■ EXCERPTED TEXT
# COMPETITIVE BODYBUILDING - POWERLIFTING - ATHLETICS & SPORTS > POWERLIFTING FORUM >  Powerlifting routine.

## treant

I've been looking for a good beginner powerlifting routine that is a little more fun than the stronglifts 5x5.. cus thats kind of dull..

Any advice on like how often I can squat/bench/dead etc.? And what kind of split to do?

Thanks

----------


## swolehead

I keep 5 to 7 days between my squat and deadlift throw my bench day in the middle of that all sets of 3 then the rest I call fillers like upper back arms rest days and such try not to use the muscles you use on big 3 before of after those day for example upper back before or after deadlifts ect

----------


## treant

woah.. that's definitely different than strong lifts lol what with the squatting 3x a week and all..

Thanks for the input man.

Hmm.. seems like a good routine.. big basic lifts as the main focus with the hypertrophy stuff tossed in but in such a way as to not impact the big lifts.. me gusta.

----------


## Docd1871231

For a beginner, the best routine to increase your strength will be one that has you squatting multiple times a week as well as pressing multiple times a week both overhead and flat bench. Deads can be done more frequently in the beginning but as the weights begin to get heavy you need to do them less frequently as they take time to recover from. 

Most PL'ers you'll see don't do 'splits'. They train the lifts themselves then finish up with accessory lifts or auxiliary movements that strengthen the main lifts. I began with a simple program like starting strength, what Stronglifts plagiarized, and then moved onto Texas method and something with more PL specificity.

----------


## swolehead

no squating 3x a week I'm sure some people do but I can't .try this out you won't be dissapointed

----------


## Nubster

Spend $10 and get the 5/3/1 ebook by Jim Wendler.

■ EXERCISE INSTRUCTIONS
[1] Collect each line of the rows that contains the word "head", and copy those lines as they appear.
[2] Write the next part of the powerlifting thread, picking up right after its final post.
These rows have no connection to the powerlifting thread.

Dataset rows:

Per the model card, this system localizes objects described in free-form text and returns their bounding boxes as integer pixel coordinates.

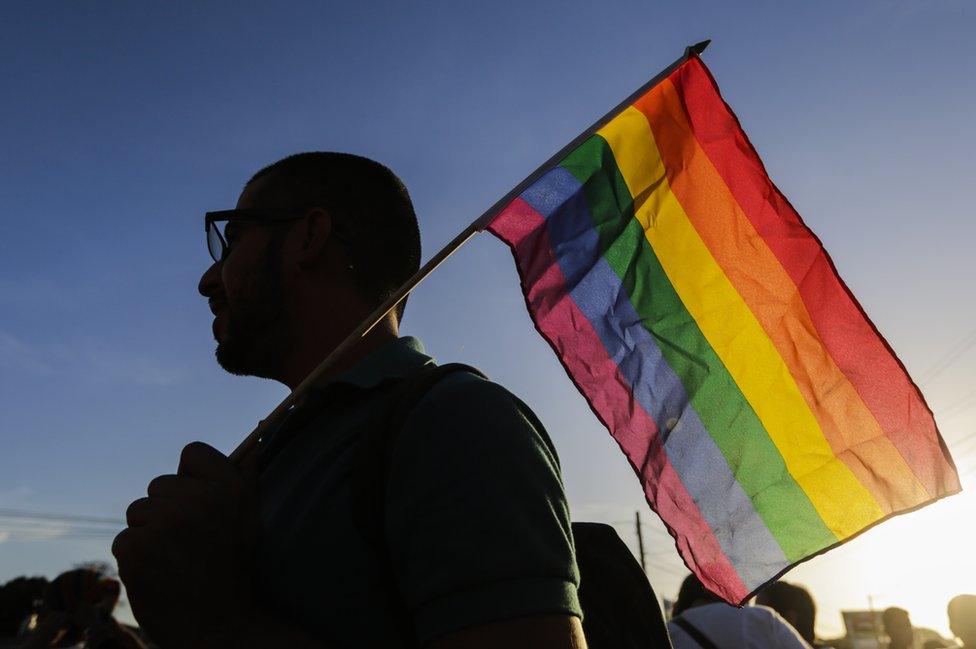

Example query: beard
[214,243,289,379]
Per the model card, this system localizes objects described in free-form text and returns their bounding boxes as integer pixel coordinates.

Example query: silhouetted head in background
[42,568,121,647]
[671,575,724,617]
[199,152,420,388]
[948,595,976,649]
[756,581,817,644]
[881,606,915,649]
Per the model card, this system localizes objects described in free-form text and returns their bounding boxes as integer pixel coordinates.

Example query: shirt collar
[329,336,434,389]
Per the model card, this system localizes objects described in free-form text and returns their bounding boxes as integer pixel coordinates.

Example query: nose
[197,262,220,298]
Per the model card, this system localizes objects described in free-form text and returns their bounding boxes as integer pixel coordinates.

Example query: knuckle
[146,474,176,496]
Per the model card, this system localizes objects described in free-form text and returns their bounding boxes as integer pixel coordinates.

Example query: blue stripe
[522,167,789,590]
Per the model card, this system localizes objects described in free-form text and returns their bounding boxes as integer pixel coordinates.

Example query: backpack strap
[671,615,718,649]
[350,363,487,647]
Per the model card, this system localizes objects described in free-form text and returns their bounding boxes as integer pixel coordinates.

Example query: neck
[279,316,398,390]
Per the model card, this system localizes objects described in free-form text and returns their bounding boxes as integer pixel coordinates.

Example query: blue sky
[0,0,976,632]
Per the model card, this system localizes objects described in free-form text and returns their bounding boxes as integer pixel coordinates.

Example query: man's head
[881,606,914,647]
[756,581,817,644]
[671,575,722,617]
[948,595,976,648]
[200,152,420,380]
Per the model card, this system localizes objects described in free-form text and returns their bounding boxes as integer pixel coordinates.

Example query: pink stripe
[670,58,959,497]
[488,198,749,602]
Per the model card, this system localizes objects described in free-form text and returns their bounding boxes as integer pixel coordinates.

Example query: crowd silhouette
[0,564,976,649]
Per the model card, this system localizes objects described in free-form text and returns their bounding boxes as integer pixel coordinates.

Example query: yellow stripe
[599,107,883,539]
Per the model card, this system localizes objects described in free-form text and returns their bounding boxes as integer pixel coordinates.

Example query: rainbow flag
[487,48,960,603]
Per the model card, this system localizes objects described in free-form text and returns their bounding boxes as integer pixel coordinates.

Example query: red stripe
[488,198,749,602]
[670,57,959,497]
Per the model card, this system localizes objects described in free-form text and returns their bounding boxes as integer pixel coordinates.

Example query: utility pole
[634,511,647,574]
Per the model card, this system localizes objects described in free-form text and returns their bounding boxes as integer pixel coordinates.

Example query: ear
[298,207,332,267]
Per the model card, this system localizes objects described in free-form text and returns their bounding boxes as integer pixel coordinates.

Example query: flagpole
[230,40,711,464]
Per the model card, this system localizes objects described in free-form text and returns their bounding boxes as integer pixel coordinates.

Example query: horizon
[0,0,976,637]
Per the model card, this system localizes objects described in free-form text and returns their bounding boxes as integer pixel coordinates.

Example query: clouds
[0,329,187,387]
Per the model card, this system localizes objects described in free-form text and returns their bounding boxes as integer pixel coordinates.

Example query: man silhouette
[113,153,585,649]
[948,595,976,649]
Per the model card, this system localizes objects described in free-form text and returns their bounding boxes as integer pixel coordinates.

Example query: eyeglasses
[203,207,308,263]
[203,207,350,263]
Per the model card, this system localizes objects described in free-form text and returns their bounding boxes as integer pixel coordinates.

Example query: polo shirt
[256,338,581,648]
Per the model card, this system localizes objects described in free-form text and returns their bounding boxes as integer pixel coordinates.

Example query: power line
[0,509,125,527]
[919,329,976,383]
[937,390,976,419]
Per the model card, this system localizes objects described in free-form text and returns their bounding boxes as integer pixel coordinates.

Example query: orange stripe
[634,80,928,513]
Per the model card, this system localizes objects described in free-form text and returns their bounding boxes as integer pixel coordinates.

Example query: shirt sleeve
[386,373,581,643]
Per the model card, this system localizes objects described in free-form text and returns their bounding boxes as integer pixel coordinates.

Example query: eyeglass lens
[207,221,225,262]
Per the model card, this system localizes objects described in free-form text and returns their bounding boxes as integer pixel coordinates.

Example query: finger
[146,474,213,503]
[125,497,182,527]
[237,444,264,485]
[176,442,242,484]
[112,527,140,568]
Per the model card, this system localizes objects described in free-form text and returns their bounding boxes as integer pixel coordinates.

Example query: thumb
[237,443,264,487]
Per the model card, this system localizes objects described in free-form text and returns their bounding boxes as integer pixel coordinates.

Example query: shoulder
[401,371,558,462]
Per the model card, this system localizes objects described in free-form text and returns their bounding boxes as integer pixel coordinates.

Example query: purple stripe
[522,167,789,590]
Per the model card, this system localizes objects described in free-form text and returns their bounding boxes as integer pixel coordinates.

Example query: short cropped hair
[247,151,420,320]
[756,581,817,644]
[671,575,722,618]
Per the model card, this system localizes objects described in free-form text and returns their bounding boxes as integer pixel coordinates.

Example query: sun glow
[784,466,976,637]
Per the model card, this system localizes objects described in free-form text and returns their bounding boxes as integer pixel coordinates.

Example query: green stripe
[561,135,837,561]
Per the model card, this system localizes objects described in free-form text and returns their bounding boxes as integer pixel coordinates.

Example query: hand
[112,442,259,647]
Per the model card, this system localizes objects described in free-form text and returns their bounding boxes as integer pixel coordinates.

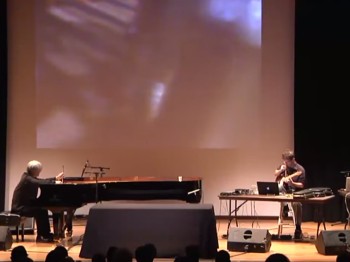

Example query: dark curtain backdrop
[0,1,7,211]
[294,0,350,221]
[0,1,7,211]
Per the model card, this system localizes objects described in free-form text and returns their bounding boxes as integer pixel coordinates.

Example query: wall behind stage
[5,0,294,215]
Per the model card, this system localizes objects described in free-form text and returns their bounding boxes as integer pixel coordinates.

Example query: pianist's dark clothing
[11,172,55,237]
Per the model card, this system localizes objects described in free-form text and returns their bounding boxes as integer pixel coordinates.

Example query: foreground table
[80,203,219,258]
[219,195,335,236]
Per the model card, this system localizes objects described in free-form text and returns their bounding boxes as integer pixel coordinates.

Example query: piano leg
[64,209,75,237]
[52,212,64,239]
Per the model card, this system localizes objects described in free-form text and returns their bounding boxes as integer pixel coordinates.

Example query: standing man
[275,150,306,239]
[11,160,63,242]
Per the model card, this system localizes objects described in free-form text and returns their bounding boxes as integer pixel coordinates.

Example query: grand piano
[35,176,202,237]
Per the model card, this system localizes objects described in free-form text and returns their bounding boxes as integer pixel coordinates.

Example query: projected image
[36,0,262,148]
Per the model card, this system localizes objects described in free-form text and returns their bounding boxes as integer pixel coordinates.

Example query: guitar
[275,171,303,189]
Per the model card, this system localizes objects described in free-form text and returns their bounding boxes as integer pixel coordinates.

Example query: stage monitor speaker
[0,226,13,251]
[315,230,350,255]
[227,228,271,253]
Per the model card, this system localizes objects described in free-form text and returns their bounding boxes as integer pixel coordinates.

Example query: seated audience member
[11,160,63,242]
[45,246,68,262]
[135,244,157,262]
[215,250,231,262]
[11,246,31,262]
[265,253,290,262]
[112,248,132,262]
[336,252,350,262]
[91,253,106,262]
[106,246,118,262]
[186,245,199,262]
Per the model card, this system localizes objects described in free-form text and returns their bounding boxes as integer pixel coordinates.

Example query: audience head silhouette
[135,244,157,262]
[111,248,132,262]
[186,245,199,262]
[11,246,28,262]
[215,250,230,262]
[265,253,290,262]
[106,246,118,262]
[336,252,350,262]
[91,253,106,262]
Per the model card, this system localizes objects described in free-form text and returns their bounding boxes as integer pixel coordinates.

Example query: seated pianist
[11,160,64,242]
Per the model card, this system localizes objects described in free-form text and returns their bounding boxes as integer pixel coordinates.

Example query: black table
[80,203,218,258]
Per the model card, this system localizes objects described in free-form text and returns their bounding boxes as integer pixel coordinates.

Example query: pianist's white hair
[27,160,43,173]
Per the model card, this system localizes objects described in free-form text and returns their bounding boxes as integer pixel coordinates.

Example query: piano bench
[0,211,26,242]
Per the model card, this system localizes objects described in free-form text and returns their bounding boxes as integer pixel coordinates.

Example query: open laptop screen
[256,181,280,195]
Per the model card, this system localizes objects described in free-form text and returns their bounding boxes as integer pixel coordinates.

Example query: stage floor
[0,219,344,262]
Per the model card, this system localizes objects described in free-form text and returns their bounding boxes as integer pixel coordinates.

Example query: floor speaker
[227,228,271,253]
[0,226,13,250]
[315,230,350,255]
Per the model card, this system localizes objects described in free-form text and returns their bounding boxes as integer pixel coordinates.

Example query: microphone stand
[331,170,350,228]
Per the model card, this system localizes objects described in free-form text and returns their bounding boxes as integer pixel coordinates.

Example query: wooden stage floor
[0,219,344,262]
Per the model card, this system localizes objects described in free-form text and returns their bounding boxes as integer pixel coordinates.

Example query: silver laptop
[256,181,280,196]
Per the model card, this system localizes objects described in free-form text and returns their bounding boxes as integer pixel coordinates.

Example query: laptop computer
[256,181,280,195]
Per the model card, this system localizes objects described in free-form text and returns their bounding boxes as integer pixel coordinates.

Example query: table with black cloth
[80,203,219,258]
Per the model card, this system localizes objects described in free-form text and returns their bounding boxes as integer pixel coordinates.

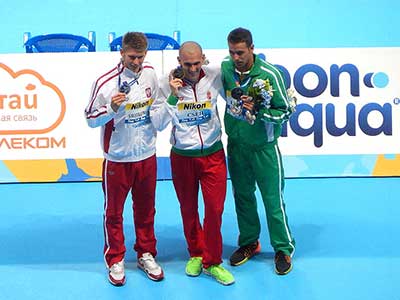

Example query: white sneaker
[138,252,164,281]
[108,260,126,286]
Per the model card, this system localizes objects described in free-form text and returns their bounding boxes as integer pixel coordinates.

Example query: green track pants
[227,142,295,255]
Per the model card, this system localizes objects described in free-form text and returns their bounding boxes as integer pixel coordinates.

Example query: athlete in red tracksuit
[151,42,234,285]
[85,32,163,285]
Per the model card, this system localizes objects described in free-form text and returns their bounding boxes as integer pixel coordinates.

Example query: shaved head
[178,41,205,82]
[179,41,203,56]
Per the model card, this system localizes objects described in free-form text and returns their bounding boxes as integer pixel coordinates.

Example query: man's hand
[240,95,254,112]
[111,93,126,112]
[169,71,183,97]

■ WRITTEN RESPONSES
[1]
Example query: silhouetted head in background
Example query: man's head
Example query: audience head silhouette
Example query: shaved head

[2]
----------


## Buff99

Texas method. Do it

----------


## phist_2000

Basic and simple:
Monday Flat Bench
Wednesday Squat
Friday Deadlift

I alternate between incline and flat... Sometimes alternate on a two week cycle with dumbells. But, I think these three exercises are the most important exercises for real growth.

----------


## The Deadlifting Dog

Squats and bench and tris
Day off.
Deads, back, and shoulders
Day off.
Repeat.

----------


## dasdas

Bill Star's Mad Cow 5x5 is working great for me.

----------


## prenes

I used to do splits but I saw a cap in strength. I now do full body workouts each day. I dont do as many sets as I once did but my strength continues to grow.

squats, overhead press, bench day 1
deads, incline bench, upperback day 2
hack squats, dumbbell flys, decline bench day 3
cables day 4
squats, overhead press, bench day 5
rest
repeat

----------


## boxinggsxr

> I've been looking for a good beginner powerlifting routine that is a little more fun than the stronglifts 5x5.. cus thats kind of dull..
> 
> Any advice on like how often I can squat/bench/dead etc.? And what kind of split to do?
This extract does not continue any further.